■ Selected passage:
Monday, April 13, 2009
Hi, folks. Happy spring. Where I live, it’s happy autumn. The seasons in South America are the opposite of the seasons in North America. So are the school semesters, of course. But here, in Uruguay, that doesn’t concern me – because, although I teach, I teach in the United States. Sort of. I work for Concord Law School, the nation’s first fully online law school.
Although Concord is not accredited by the ABA, our students are allowed to sit for the California State Bar after first passing the California First Year Law Student Examination. Concord graduates have also sat for the bar exam under various state bar admission rules in Washington, Wisconsin, Georgia, Maryland, Vermont, Massachusetts, and the District of Columbia. In March 2008, four graduates of Concord became the school's first group of attorneys to be admitted to the Bar of the U.S. Supreme Court.
When I began this Law School Academic Support Blog several years ago with Rich Litvin, I wrote from the point of view of one who engaged students face-to-face, either one-to-one in my office or in groups – in class, or in academic support information sessions. Since leaving Roger Williams School of Law in 2007, I have “met” all my students only anonymously. Other than some limited bar exam preparation efforts, my function at Concord is exclusively this: I read, comment upon, and grade examinations in six subjects.
No longer do I teach students how to brief cases, take class notes, maximize their study time each semester, or juggle their family/work/school schedules. The law school has a fine staff of professionals dealing with those areas. I focus on those one-hour essay questions.
With the availability of online research tools, faculty advice, sample answers, and my archive of my own past essay exam comments, I am able to provide each student with a personalized critique – including both the “good” and the “bad” (no “ugly”) – of each exam effort, offering approbation, explaining misunderstood legal points, and suggesting methods of preparing for and writing essay exam answers. The time it takes to adequately provide meaningful assistance like this varies. I don’t believe I’ve ever spent less than a half-hour providing feedback on an essay answer; many have taken more than an hour. All of my work is reviewed by the professor teaching the course then edited if necessary (thank goodness!).
The burden placed on an academic support individual at a typical law school includes providing a panoply of services to hundreds of students. Individual meaningful attention is a luxury, often not affordable on a continuing basis. One of the most powerful tools in the academic support toolbox is this: immediate personal feedback on a student’s essay exam effort. Unfortunately, providing this requires such dedicated faculty buy-in (not only in theory, but in practice, by providing examination questions and sample answers, as well as review and assistance) and so many hours of labor, that it is virtually impossible on a grand scale in a typical law school.

■ Recorded data:
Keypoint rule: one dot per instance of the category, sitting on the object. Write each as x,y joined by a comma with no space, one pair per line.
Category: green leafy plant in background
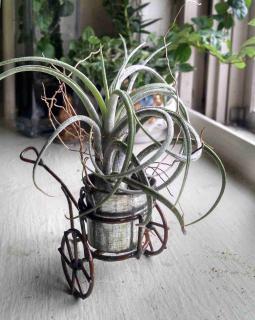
205,33
127,18
114,125
46,19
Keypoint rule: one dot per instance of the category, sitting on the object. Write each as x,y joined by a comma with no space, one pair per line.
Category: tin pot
119,236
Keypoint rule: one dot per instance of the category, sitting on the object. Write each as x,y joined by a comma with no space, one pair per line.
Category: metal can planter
121,236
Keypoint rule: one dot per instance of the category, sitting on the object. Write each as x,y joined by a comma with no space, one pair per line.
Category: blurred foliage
206,33
127,19
46,19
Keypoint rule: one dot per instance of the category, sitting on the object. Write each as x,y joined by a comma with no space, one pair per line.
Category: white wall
92,13
158,9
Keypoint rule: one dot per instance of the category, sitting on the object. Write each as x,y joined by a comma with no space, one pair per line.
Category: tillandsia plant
113,127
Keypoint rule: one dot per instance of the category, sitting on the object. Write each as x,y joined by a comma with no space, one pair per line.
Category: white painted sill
236,150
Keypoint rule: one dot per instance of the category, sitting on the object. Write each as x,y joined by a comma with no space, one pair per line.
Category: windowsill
235,147
243,133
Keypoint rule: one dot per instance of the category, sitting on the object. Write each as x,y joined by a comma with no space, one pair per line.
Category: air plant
113,126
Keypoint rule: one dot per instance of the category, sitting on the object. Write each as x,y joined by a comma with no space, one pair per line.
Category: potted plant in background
118,190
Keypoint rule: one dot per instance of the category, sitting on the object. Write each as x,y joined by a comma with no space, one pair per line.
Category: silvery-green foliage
113,127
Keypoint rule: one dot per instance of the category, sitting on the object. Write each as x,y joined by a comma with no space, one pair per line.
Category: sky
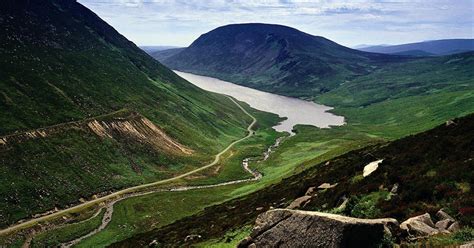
350,23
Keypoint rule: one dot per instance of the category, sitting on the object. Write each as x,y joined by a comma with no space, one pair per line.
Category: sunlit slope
84,111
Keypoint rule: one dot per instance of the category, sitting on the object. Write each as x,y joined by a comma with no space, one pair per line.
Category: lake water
295,110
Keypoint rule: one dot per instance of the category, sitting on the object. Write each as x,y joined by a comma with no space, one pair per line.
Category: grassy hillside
426,48
431,169
275,58
64,68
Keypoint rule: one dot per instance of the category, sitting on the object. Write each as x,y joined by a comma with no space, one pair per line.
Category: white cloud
179,22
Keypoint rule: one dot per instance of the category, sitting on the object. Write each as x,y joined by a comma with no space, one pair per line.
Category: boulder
295,228
468,245
310,191
419,226
299,202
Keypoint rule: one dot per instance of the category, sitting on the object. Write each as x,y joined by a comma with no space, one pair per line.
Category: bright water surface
296,111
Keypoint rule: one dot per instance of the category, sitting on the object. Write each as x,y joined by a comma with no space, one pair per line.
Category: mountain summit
275,58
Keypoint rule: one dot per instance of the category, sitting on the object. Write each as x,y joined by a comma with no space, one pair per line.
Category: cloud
179,22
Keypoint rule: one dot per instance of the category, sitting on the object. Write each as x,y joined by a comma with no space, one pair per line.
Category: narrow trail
130,192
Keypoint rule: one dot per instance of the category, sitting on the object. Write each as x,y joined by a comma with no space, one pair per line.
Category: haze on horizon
350,23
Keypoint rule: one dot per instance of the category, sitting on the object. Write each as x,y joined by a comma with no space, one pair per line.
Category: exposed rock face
419,226
294,228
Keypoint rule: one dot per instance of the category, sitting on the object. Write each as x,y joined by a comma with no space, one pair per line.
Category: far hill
152,49
275,58
162,55
433,47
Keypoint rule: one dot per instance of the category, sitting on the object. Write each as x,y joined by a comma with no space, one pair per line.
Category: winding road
132,191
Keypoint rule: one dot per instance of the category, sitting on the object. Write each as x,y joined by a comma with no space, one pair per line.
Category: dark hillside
65,77
432,170
275,58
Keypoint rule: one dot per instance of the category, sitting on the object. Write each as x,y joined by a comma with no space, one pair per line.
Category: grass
460,237
143,213
55,237
82,69
406,162
230,239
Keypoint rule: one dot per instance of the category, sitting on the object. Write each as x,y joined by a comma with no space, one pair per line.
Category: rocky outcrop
294,228
299,202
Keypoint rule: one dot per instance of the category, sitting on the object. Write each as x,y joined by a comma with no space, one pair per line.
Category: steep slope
275,58
433,47
431,170
152,49
165,54
85,111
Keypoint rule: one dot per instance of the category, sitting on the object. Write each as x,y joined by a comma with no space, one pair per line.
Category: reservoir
296,111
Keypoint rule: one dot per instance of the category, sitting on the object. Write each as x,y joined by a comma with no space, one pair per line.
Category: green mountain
275,58
419,173
85,111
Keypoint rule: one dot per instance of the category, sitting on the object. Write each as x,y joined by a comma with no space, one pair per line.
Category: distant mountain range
274,58
424,48
84,110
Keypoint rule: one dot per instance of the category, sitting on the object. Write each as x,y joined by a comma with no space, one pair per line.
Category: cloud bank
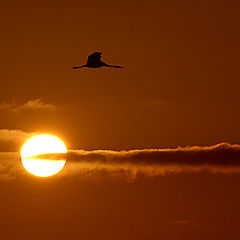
222,158
31,105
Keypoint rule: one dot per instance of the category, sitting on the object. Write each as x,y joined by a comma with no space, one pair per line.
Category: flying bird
94,61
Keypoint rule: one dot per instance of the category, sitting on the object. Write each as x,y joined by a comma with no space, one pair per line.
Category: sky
179,88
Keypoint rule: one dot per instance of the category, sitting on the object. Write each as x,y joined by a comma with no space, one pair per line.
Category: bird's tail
79,67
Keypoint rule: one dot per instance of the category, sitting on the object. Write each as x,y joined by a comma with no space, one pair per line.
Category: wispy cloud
14,136
33,104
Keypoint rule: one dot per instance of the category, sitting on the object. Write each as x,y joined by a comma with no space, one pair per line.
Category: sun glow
42,144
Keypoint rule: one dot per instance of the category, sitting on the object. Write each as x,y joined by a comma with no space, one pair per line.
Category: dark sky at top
180,84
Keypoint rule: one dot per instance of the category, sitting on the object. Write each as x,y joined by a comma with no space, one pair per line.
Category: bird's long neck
80,66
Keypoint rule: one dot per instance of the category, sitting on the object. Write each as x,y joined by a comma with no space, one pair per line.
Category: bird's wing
95,57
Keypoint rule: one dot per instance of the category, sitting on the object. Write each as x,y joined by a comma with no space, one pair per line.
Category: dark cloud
223,157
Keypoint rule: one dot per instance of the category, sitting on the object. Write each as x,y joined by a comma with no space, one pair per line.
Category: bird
94,61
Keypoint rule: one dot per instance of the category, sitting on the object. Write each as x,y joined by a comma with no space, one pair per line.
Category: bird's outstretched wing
94,58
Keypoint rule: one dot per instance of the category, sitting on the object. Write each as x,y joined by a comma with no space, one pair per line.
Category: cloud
14,136
33,104
11,140
220,158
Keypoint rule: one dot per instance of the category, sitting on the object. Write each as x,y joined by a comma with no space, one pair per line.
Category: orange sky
179,86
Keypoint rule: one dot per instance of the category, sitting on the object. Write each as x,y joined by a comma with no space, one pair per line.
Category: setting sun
42,144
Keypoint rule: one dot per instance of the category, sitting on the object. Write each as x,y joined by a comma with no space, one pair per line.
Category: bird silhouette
94,61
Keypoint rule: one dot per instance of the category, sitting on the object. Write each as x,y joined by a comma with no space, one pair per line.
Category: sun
42,144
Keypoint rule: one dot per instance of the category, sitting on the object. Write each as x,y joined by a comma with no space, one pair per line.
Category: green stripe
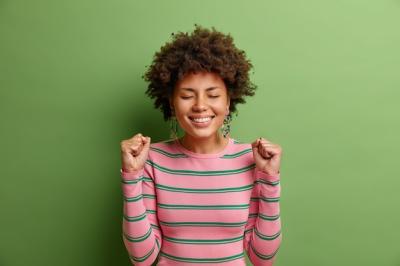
202,260
149,196
168,154
209,190
151,211
268,218
143,258
267,182
202,241
135,218
140,238
131,199
200,173
155,226
135,181
252,215
265,199
204,224
248,230
265,237
261,256
203,207
234,155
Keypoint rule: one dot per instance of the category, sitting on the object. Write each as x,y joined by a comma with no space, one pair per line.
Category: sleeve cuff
262,175
131,175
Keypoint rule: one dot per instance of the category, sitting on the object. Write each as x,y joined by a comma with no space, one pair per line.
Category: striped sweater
187,208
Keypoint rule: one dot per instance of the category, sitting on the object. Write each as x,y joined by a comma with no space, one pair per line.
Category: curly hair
202,50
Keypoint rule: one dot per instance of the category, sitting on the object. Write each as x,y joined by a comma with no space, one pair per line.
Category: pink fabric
186,208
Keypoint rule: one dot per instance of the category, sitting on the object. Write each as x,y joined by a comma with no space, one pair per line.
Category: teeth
201,120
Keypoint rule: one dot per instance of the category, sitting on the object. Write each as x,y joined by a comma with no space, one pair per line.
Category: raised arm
263,231
140,228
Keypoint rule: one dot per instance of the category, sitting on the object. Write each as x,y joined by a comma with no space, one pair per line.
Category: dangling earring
226,128
173,126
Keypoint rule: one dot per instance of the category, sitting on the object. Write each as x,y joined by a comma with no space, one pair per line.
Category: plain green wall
71,90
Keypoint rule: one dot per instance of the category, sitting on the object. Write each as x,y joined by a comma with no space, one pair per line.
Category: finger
263,140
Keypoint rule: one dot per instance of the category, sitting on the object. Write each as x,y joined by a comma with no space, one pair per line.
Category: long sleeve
263,230
141,233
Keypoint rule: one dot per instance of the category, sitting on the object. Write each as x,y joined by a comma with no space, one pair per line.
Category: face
201,95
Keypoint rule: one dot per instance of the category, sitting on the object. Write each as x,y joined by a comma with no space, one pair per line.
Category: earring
173,126
226,128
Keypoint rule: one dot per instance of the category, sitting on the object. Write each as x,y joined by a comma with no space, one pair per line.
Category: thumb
254,146
147,142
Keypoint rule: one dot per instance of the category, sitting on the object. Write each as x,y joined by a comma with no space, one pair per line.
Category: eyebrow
208,89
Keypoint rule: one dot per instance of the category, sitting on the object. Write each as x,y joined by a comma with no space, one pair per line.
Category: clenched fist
134,152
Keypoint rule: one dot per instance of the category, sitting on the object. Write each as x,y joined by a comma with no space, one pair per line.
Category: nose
200,104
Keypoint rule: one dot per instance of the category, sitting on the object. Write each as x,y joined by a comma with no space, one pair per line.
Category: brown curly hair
202,50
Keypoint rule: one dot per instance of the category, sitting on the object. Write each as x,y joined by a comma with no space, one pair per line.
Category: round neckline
204,155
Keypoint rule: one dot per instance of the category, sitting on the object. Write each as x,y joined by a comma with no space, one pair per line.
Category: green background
328,93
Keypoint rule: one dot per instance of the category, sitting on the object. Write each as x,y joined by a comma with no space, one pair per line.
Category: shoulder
164,148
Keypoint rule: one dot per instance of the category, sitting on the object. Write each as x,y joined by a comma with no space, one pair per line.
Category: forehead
200,81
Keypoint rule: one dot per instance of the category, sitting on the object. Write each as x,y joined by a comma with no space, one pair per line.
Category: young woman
204,198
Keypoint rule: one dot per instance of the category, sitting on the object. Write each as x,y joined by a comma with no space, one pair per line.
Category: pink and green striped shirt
186,208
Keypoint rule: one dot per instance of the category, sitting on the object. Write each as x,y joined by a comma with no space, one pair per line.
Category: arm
140,228
263,231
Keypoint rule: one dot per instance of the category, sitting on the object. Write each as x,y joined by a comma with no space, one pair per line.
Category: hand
267,156
134,152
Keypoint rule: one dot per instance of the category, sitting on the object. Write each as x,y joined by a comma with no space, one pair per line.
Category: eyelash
187,97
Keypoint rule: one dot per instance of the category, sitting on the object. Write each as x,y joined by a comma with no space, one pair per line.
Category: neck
213,144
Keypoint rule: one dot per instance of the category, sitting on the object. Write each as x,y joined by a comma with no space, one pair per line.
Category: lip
201,124
201,116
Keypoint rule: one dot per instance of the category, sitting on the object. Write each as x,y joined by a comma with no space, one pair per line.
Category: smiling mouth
202,120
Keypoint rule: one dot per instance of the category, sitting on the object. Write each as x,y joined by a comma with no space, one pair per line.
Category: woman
204,198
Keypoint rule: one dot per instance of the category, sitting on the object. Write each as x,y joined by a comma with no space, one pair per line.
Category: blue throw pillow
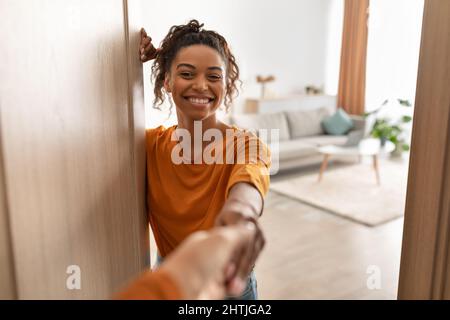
338,124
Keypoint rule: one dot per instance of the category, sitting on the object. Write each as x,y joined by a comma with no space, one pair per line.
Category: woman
197,71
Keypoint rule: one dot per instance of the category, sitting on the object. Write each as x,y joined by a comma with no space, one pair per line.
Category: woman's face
197,81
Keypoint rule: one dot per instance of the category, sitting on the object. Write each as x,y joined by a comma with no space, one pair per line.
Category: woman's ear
167,84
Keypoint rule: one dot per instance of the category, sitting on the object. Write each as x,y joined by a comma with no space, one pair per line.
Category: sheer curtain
352,79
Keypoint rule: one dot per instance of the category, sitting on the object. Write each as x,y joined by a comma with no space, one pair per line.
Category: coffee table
367,147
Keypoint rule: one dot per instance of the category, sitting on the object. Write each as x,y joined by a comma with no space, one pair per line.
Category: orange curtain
352,78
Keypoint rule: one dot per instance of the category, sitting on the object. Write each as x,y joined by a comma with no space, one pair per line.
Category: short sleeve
255,170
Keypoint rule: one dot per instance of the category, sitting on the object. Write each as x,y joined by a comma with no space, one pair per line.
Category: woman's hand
244,205
250,253
147,51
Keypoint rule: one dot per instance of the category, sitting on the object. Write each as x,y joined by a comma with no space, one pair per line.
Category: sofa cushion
263,121
294,149
306,122
323,140
338,124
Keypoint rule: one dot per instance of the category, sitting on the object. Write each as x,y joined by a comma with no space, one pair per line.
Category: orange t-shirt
184,198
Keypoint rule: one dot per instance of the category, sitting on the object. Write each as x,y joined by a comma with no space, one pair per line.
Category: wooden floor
313,254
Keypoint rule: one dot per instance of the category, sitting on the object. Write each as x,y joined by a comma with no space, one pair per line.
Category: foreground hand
207,265
147,51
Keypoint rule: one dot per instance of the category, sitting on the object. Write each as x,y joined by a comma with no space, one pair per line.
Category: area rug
351,192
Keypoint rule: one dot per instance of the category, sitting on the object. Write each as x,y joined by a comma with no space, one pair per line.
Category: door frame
424,266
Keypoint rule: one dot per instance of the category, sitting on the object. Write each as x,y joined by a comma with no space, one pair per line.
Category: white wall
298,41
395,29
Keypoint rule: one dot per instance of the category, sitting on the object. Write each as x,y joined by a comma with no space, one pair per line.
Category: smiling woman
196,70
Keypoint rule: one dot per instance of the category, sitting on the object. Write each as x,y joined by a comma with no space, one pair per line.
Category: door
72,148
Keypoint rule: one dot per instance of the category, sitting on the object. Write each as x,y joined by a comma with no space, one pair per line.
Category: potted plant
392,128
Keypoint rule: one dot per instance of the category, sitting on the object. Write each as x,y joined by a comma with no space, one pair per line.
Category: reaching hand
147,51
208,265
252,250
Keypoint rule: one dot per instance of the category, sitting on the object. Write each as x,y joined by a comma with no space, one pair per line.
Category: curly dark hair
183,36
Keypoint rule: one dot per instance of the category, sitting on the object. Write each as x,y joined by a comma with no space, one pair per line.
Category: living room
333,215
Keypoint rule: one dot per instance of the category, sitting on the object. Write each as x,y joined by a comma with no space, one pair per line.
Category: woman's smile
199,101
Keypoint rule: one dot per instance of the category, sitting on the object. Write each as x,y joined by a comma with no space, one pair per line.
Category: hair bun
194,26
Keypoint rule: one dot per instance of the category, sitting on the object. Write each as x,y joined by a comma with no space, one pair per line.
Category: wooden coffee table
367,147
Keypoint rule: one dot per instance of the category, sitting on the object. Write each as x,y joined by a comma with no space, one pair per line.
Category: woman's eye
186,74
215,77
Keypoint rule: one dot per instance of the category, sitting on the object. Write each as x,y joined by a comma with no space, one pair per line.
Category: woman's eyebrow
190,66
185,65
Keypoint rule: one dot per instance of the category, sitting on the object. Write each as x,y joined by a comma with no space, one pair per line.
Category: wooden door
72,147
425,264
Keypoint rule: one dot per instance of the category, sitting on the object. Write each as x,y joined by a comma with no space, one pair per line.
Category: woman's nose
200,84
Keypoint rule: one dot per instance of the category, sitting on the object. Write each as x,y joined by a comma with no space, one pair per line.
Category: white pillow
306,123
263,121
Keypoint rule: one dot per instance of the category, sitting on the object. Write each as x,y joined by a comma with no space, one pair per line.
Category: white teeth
199,101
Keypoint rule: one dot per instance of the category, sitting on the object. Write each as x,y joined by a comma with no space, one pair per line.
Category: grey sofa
301,133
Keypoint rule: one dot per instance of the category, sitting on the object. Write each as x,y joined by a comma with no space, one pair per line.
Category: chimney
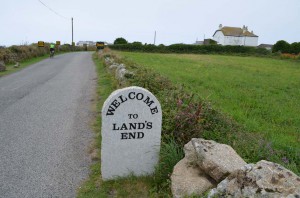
244,28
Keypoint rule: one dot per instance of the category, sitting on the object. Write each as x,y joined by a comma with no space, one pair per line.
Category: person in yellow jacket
52,49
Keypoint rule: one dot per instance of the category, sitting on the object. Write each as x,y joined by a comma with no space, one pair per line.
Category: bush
195,49
120,41
281,46
187,116
20,53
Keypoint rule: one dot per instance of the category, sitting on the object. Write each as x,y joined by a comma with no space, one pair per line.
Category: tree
295,48
120,41
282,46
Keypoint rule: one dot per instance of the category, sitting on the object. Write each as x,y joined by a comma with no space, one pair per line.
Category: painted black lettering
154,110
132,135
149,125
110,110
114,127
141,125
132,126
124,127
140,135
131,95
124,136
123,99
115,103
148,102
140,96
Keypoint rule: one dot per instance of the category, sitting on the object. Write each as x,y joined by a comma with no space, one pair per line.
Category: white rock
217,160
188,180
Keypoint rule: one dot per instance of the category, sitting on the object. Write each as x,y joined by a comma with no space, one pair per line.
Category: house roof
235,31
265,45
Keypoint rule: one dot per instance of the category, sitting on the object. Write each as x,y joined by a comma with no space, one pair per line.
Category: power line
53,10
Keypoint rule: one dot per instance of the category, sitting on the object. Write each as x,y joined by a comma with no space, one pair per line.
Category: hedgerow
195,49
20,53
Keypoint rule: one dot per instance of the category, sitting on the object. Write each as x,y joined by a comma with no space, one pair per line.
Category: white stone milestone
131,133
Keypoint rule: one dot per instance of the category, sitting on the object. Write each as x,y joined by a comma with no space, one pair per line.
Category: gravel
44,127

■ What you will do: In the blog post, start at the words "When I began" and end after "in six subjects.", and write out that stretch with "face-to-face" switched to "in person". Rely only on the blog post.

■ Response for this exercise:
When I began this Law School Academic Support Blog several years ago with Rich Litvin, I wrote from the point of view of one who engaged students in person, either one-to-one in my office or in groups – in class, or in academic support information sessions. Since leaving Roger Williams School of Law in 2007, I have “met” all my students only anonymously. Other than some limited bar exam preparation efforts, my function at Concord is exclusively this: I read, comment upon, and grade examinations in six subjects.